(Saved entries)
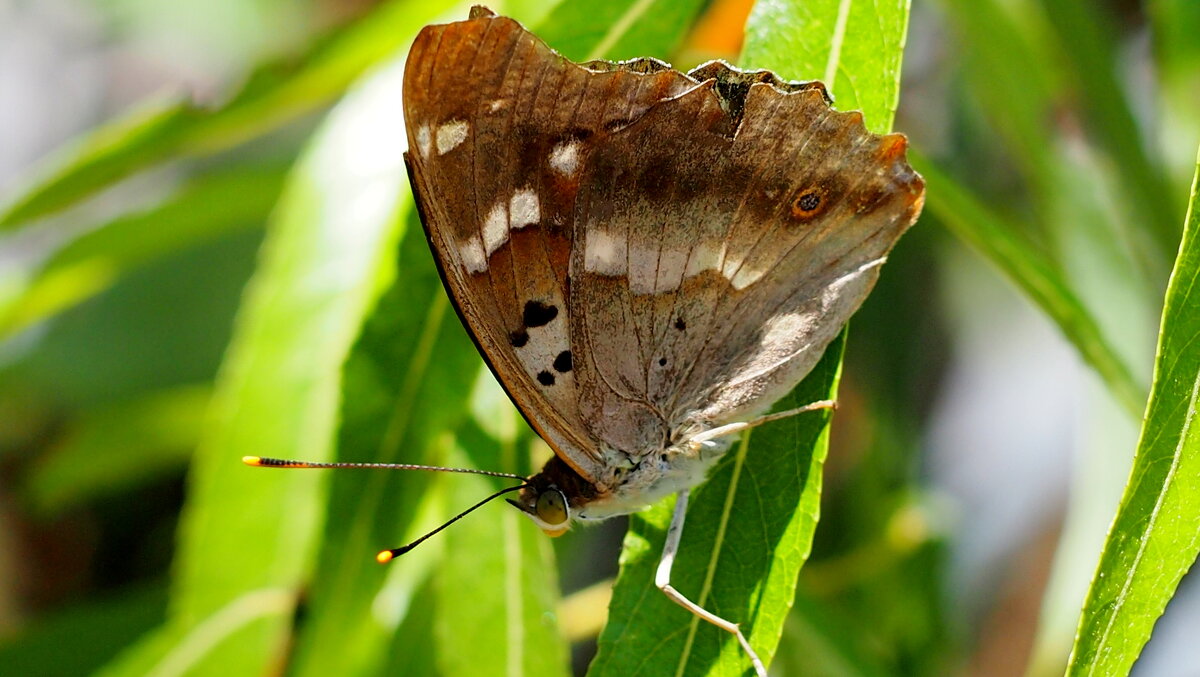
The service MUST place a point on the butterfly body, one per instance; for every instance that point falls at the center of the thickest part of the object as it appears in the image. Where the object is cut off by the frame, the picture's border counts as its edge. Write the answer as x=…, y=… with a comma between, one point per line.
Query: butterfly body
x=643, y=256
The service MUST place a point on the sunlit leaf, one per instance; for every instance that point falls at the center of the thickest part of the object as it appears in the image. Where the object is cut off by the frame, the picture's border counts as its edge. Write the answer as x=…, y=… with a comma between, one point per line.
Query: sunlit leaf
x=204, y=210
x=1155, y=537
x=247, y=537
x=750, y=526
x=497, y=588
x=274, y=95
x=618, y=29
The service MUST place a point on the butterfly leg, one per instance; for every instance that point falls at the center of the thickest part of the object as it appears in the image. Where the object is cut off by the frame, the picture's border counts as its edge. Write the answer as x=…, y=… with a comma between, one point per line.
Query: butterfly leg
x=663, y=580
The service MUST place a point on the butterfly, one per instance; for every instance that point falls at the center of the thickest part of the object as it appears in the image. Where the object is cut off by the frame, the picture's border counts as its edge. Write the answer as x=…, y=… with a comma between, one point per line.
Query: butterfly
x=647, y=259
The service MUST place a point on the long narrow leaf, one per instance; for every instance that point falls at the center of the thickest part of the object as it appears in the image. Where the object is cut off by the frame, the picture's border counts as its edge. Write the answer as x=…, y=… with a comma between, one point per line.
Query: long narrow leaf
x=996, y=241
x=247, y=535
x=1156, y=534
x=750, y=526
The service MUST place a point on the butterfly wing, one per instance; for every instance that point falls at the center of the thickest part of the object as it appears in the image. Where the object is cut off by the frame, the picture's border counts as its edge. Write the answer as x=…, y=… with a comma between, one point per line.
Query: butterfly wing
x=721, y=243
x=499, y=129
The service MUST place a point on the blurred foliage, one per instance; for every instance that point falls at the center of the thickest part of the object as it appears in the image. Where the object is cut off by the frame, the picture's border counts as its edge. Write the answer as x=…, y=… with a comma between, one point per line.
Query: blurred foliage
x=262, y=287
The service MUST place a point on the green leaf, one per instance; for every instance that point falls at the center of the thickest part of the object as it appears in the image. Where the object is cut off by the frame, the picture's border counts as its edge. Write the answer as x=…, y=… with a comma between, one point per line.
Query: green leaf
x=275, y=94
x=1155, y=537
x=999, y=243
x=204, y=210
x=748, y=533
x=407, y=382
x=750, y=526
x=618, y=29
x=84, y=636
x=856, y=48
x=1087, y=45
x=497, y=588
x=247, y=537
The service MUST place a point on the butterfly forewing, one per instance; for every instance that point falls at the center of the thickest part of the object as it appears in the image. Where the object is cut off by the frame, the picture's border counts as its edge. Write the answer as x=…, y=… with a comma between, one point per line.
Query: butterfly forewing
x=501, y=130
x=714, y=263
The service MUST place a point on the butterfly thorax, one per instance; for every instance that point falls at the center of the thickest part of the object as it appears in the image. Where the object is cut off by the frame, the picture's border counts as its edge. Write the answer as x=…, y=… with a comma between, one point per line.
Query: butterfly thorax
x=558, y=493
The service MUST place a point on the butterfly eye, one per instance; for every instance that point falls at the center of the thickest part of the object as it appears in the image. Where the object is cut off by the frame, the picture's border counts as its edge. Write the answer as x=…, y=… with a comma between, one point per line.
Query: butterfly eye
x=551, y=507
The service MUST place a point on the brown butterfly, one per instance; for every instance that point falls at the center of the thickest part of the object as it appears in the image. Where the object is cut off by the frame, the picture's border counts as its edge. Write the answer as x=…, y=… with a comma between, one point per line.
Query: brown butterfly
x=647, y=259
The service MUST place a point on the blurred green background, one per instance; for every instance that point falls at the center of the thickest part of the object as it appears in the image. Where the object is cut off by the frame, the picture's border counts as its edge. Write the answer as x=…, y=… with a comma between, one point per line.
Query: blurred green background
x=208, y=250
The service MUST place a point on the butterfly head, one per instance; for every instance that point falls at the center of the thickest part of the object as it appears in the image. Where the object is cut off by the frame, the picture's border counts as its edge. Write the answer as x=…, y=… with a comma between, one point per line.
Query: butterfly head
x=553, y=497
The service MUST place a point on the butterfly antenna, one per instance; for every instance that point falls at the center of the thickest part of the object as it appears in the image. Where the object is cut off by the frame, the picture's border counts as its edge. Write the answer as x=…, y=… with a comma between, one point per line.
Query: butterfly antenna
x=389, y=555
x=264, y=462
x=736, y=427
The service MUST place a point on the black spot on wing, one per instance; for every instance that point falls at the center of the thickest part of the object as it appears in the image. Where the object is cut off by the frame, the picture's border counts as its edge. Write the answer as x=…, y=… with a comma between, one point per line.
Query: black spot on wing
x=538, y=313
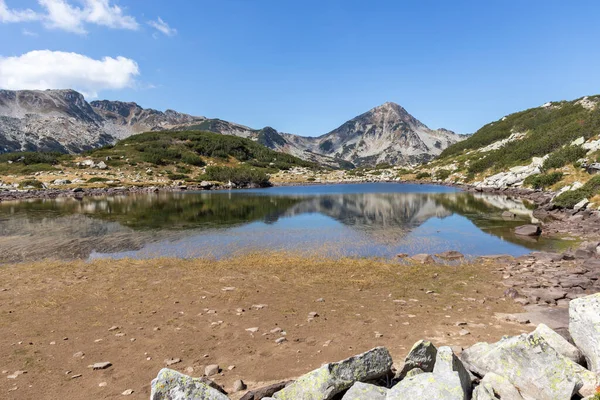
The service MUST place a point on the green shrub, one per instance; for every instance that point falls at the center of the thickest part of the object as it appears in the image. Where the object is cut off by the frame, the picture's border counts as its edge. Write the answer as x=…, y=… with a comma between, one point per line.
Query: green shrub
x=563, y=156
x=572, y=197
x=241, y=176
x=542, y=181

---

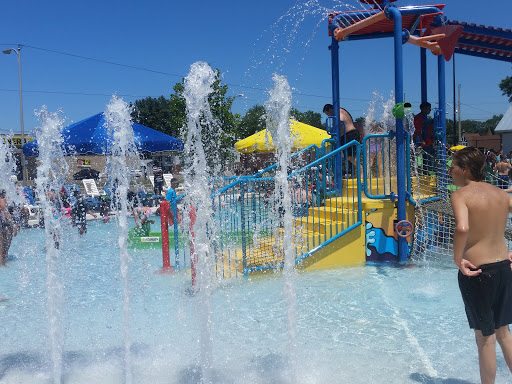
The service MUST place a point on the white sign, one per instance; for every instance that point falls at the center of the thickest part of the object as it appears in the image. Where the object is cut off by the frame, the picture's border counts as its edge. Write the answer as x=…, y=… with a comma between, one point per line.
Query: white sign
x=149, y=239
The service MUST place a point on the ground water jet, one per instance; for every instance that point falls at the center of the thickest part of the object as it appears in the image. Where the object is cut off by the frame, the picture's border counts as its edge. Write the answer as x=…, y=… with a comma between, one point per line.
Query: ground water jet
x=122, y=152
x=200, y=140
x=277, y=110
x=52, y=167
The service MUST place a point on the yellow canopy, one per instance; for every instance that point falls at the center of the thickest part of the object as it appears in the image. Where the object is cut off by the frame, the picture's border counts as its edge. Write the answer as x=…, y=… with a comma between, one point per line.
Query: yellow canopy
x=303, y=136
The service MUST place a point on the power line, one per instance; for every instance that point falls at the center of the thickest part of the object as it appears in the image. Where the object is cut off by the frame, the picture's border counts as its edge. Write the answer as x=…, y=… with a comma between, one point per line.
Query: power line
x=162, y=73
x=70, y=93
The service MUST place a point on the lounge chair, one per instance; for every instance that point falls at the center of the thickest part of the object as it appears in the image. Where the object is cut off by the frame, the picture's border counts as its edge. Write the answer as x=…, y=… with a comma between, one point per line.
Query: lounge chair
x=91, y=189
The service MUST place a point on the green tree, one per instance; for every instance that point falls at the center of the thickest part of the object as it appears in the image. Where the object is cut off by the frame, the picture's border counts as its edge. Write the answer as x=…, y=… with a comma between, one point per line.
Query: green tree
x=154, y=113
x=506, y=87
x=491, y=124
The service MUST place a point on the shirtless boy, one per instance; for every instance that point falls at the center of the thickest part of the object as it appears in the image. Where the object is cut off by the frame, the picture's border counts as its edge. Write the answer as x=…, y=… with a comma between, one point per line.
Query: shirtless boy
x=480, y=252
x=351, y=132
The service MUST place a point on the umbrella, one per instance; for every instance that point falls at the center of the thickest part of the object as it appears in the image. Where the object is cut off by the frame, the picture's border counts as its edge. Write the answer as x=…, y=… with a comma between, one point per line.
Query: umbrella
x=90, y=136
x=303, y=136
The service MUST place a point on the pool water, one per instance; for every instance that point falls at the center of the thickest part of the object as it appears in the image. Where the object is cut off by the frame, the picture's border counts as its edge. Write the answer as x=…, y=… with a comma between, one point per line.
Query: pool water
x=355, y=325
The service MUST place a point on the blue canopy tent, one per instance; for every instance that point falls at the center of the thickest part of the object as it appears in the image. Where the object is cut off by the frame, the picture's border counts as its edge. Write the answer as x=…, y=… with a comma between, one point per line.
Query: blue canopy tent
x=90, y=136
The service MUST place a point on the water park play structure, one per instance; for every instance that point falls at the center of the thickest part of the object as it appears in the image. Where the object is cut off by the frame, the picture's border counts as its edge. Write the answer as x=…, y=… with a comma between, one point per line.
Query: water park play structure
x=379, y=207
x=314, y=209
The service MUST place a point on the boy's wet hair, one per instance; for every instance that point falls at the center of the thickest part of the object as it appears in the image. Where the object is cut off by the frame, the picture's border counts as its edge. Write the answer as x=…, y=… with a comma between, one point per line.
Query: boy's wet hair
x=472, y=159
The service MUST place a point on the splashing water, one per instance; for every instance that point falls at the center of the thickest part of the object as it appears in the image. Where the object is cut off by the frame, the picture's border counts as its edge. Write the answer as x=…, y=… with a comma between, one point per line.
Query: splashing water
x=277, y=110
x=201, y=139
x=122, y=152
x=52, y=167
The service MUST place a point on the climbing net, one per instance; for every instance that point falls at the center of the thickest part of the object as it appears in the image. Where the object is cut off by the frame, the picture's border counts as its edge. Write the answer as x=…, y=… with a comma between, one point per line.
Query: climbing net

*Problem description*: Could you reproduce exactly the lines of the entries above, from the one with "Query: butterfly forewing" through the one with "The service MUST place a point on the butterfly antenna, one", and nothing else?

*Answer section*:
Query: butterfly forewing
x=501, y=130
x=714, y=263
The service MUST place a point on the butterfly thorax, one per instance; for every instance that point falls at the center of the thickest part of the object as it appears in the image. Where the object is cut off by the frame, the picture's border counts as its edge. Write the answer as x=…, y=… with a comma between, one point per line.
Query: butterfly thorax
x=558, y=493
The service MUST place a point on the butterfly eye, one per instance; for every instance that point falls at the center of the thickest part of the object as it appears in the image. Where the object is cut off by the frame, the picture's border counts as its edge. Write the answer as x=…, y=… with a comma between, one point per line.
Query: butterfly eye
x=551, y=507
The service MUST place a point on the brown butterfly, one per instance; for every instance that point falls at the center of the thickest part of the object as it appears in the image. Where the object is cut off by the frame, the picture's border counts as its edge. Write the answer as x=…, y=… with a comma between, one point per line.
Query: brown butterfly
x=647, y=259
The service MUST place a point on the blurred green background, one per instance; for every instance that point falls at the center of the thickest part of the object as it appears in the image. Where the object is cut off by the frame, the picture's border counts as its edge. Write the answer as x=…, y=… with a comma between, one point per line.
Query: blurred green background
x=208, y=250
The service MUST place a point on the butterfly head, one per instance; for every instance that point falls at the center of the thickest part of the object as it appears in the image. Where the object is cut off by the frame, the picture's border counts as its edge. Write the answer as x=…, y=… with a comma between, one point per line.
Query: butterfly head
x=553, y=497
The service MUST place a point on the butterfly antenna, one per instance; for every instance that point falls at the center of the thickest part of the object as it appears in the image. Where the object is cut off by the frame, the picture's border counts as its edge. Write the answer as x=…, y=… with a comma between, one point per line.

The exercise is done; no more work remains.